STATED PROBLEM: Return the full material exactly.

Saved data entries:
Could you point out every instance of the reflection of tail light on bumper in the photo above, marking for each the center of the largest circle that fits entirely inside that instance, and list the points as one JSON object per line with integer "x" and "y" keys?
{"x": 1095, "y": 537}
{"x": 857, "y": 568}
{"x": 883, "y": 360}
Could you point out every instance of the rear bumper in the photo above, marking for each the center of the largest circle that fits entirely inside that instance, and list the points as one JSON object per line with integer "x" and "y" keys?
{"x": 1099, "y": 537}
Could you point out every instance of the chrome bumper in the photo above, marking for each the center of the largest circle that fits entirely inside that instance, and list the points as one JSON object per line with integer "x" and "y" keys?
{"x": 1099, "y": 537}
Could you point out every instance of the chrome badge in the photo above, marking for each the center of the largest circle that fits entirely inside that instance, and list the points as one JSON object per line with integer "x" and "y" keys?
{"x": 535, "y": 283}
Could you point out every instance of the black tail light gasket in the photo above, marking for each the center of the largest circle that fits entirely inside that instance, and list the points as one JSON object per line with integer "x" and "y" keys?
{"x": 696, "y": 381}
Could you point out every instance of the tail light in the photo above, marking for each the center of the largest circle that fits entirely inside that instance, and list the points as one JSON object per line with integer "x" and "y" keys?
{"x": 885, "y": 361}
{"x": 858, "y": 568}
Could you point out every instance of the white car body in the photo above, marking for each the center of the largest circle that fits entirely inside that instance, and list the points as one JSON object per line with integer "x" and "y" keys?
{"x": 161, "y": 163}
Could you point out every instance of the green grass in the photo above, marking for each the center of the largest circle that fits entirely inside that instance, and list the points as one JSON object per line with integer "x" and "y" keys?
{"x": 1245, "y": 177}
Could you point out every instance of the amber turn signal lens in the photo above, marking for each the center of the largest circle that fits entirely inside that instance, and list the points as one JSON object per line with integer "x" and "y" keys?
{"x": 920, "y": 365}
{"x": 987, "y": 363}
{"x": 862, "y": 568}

EXERCISE ANSWER:
Could you point out every instance of the reflection of tail light on bumper in the photo above, marking for each the center of the largest circle that fits entirely inside that instance, and list the points as one JSON object per line with integer "x" and "y" keys?
{"x": 1095, "y": 537}
{"x": 857, "y": 568}
{"x": 883, "y": 360}
Could you point out every instance of the rear bumper in the photo above, marking for each the center of the largest circle that fits entirely inside that instance, and list the points as one JSON object per line with integer "x" and "y" keys?
{"x": 1099, "y": 537}
Could you point out every instance of the chrome bumper in the photo above, marking for each the center of the largest circle that fits entirely inside that instance, and list the points as one JSON object per line with integer "x" and "y" keys?
{"x": 1099, "y": 537}
Could you point out every instance of the chrome badge in the photo above, marking for each the center of the largest circle that fits entirely inside that instance, and list the points as one JSON object per line with integer "x" and "y" keys?
{"x": 535, "y": 283}
Could you point out every instance of the black tail light gasket in the photo above, marking for each the center of the largest circle that fits entirely inside that instance, and list the points as one JSON object per line with integer "x" and "y" keys?
{"x": 696, "y": 381}
Could you point out every instance of the tail light in the photo above, marking for each the center of the largest circle that fits entirely inside that instance, and list the points as one JSON object per line with integer "x" and "y" keys?
{"x": 885, "y": 361}
{"x": 858, "y": 568}
Could you point out every instance of the white car body in the photo above, marking for each the center of the largest circle that fits entirely inside that instance, and list the points as one JSON object per line with integer "x" and "y" keys?
{"x": 161, "y": 163}
Could you point out every instance of the green grass in the photo above, marking for each the center of the largest circle that fits entirely inside that instance, and list the points as one JSON object per line with integer "x" and "y" keys?
{"x": 1245, "y": 177}
Could you point out every instance of the amber turn signal lens in the photo above, marking for each the center of the largest circle that fits entirely inside that instance, and list the points as one JSON object per line with integer "x" and "y" keys?
{"x": 920, "y": 365}
{"x": 987, "y": 363}
{"x": 862, "y": 568}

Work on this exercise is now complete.